> [Extracted text]:
The extreme negative and positive values of the boundaries of the scale of EnEff classes of an IF are determined by summing the weighted negative and positive score values of the boundaries of the intervals of individual indicators ($K_{ji}$). First, the negative scores of the values of the interval of individual indicators are summed up ($V_{1\mathrm{Kji}}$ at q = 1), and the extreme negative limit of the scale of EnEff classes of industrial facilities is determined. Then, the positive scores of the values of the interval of individual indicators are summed up ($V_{2\mathrm{Kji}}$ at q = 2), and the extreme positive limit of the scale of EnEff classes of industrial facilities is determined. The formula proposed by the authors for the calculation is as follows:

$${\mathrm{V}}_{\mathrm{s}}={{\displaystyle \sum }}_{\mathrm{q}}{\mathrm{Vq}}_{\mathrm{Kji}}$$

(3)

where ${\mathrm{V}}_{\mathrm{s}}$—the extreme weighted score value of the boundary indicator of the scale of EnEff classes of an IF; for a negative value of the boundary indicator, s = 1, for a positive value, s = 2.

The extreme negative value of the boundary of the scale of EnEff classes of industrial facilities ($V_1$) obtained as a result of the calculations was −466 points, and the extreme positive value ($V_2$), respectively, was 788 points.

The study also resulted in the formation of classes for assessing the EnEffIF within the boundaries of the developed scale [−466;788]. The authors took as a basis the approach of letter designation of EnEff classes, which is adopted in the practice of evaluating the EnEff classes of apartment buildings. Within the boundaries of the developed scale, it is proposed to distinguish nine classes: five classes for industrial facilities with low EnEff and letter designations from G to C (G, F, E, D, C) and four classes for objects with sufficient and high EnEff, with designations from B to A++ (B, A, A+, A++). In the proposed approach, the B-class is the median. Its lower bound is set to zero. Points within the limits of negative and positive values of the indicators of the intervals of the developed scale of EnEff classes are distributed evenly. Taking into account the accepted number of classes, the interval step for negative values of EnEff-indicators is 93 (466/5) and for positive values it is 197 (788/4). The developed scale of EnEff classes of industrial facilities is shown in Figure 4.

> [Instructions]:
**A)** Reproduce the energy-efficiency scale passage word for word, between "The extreme negative value" and "was 788 points.", inclusive.
**B)** According to the energy-efficiency scale passage, why is the interval step 93 for negative values and 197 for positive values? Answer in one to three sentences.
The listing that comes next is separate material and is unrelated to the energy-efficiency scale passage.

> [Provided data]:
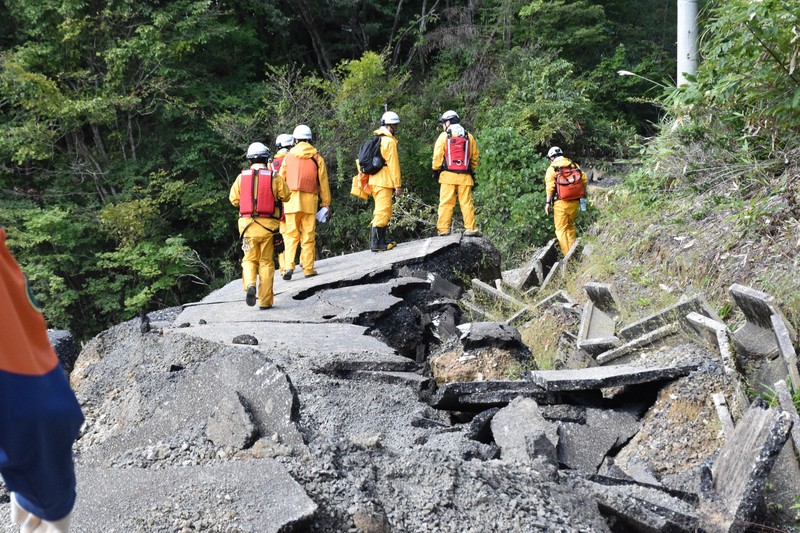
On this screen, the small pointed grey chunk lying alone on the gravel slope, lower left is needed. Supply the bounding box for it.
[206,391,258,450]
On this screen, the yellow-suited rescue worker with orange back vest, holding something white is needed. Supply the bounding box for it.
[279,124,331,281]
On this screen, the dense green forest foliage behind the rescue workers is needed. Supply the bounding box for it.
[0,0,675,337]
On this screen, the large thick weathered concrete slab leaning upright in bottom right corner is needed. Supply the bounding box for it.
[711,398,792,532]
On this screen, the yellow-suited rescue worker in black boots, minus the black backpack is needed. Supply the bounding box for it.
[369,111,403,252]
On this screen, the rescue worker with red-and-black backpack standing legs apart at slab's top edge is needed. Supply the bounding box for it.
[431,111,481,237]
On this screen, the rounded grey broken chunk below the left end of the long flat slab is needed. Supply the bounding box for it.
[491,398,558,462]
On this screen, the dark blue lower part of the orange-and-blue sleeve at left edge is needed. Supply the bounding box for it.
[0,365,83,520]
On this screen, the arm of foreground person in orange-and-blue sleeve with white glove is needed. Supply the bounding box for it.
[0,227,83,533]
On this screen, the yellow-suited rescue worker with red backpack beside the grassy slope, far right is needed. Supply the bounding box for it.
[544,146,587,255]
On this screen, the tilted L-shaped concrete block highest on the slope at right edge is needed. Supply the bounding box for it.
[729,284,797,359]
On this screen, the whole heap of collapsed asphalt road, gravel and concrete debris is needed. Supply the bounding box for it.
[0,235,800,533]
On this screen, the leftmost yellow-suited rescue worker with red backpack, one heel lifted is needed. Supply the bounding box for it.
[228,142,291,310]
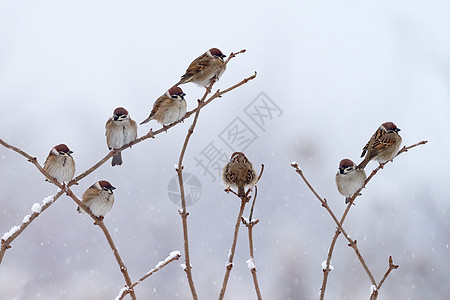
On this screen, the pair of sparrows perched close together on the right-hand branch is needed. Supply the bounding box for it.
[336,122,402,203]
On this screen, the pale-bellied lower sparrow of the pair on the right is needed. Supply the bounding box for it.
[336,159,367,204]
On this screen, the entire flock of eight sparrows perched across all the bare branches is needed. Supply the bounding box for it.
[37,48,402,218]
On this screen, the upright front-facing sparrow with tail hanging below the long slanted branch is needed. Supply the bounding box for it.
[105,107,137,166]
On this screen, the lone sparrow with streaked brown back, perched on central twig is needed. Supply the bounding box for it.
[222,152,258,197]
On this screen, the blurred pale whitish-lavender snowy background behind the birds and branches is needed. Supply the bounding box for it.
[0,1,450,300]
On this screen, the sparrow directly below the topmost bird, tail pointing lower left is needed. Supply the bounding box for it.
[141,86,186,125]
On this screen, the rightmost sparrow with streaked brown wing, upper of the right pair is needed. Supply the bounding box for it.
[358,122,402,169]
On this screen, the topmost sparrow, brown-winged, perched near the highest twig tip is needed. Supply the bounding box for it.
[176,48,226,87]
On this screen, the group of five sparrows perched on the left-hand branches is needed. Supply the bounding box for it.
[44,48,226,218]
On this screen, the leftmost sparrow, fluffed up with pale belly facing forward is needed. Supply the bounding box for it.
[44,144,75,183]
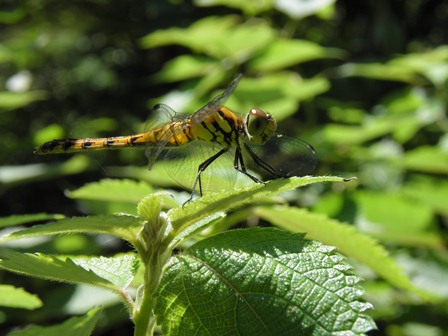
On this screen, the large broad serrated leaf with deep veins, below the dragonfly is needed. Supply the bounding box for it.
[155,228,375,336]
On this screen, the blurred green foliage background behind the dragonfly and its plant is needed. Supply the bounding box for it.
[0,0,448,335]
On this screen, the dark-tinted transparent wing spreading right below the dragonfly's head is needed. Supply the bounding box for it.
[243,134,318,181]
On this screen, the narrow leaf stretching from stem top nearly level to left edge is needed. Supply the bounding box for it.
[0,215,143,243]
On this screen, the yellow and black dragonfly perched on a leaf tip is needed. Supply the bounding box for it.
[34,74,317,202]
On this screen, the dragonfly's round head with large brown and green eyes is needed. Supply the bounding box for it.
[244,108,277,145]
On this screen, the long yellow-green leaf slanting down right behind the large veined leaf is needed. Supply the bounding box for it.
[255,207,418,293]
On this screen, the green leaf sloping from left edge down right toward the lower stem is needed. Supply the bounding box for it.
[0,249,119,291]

==

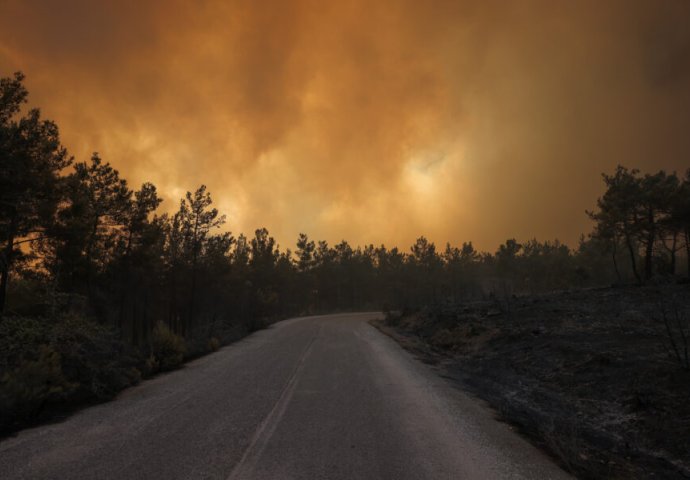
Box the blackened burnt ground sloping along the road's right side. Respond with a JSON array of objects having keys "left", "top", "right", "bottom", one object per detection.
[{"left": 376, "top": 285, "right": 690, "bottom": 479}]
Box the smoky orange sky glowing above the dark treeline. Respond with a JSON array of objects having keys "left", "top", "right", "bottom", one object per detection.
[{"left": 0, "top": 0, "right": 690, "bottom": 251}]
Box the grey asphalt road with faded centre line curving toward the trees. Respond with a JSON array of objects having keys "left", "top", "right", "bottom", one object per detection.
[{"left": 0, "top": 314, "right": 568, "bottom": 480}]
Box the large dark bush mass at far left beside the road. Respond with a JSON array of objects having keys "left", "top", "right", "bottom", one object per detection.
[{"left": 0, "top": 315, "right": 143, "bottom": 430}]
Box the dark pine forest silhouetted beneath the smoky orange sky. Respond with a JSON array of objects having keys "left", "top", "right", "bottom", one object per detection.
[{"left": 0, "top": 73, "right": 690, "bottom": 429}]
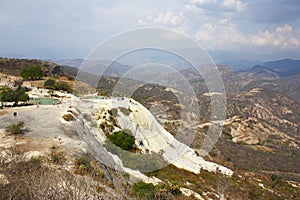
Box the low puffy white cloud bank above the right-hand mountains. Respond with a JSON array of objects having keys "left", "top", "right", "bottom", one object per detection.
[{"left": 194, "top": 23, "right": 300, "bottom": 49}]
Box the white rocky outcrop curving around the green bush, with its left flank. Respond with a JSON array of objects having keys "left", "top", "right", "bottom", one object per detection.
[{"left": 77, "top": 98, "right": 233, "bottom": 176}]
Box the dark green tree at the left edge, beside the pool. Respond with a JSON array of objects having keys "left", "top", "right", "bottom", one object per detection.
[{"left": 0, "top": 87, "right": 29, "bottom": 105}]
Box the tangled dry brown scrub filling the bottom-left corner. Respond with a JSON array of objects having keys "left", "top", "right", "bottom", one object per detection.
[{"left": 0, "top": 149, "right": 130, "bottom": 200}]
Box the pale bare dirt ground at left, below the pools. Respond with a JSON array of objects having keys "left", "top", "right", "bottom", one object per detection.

* * *

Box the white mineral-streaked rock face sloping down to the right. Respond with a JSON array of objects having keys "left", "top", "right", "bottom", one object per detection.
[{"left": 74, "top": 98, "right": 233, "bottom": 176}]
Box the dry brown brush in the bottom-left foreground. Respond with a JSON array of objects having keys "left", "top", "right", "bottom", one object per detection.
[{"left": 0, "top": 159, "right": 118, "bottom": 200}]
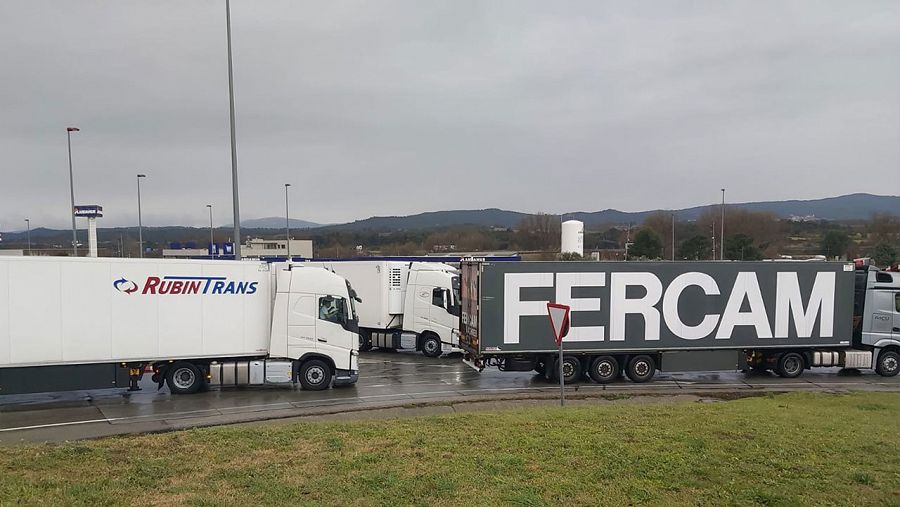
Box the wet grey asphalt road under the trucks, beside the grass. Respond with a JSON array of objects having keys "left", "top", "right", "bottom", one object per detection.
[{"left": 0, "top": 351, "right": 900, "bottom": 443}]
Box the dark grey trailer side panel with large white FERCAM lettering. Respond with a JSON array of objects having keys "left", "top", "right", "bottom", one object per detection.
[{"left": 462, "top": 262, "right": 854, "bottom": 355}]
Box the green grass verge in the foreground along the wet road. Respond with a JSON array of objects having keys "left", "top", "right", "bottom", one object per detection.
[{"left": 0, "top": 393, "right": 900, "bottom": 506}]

> [Task responses]:
**A)**
The extreme negative value of the boundary of the scale of EnEff classes of industrial facilities ($V_1$) obtained as a result of the calculations was −466 points, and the extreme positive value ($V_2$), respectively, was 788 points.

**B)** Points are distributed evenly within the negative and positive parts of the scale. The negative range of 466 points is divided among five low-efficiency classes (G to C), giving a step of 93. The positive range of 788 points is divided among four classes (B to A++), giving a step of 197.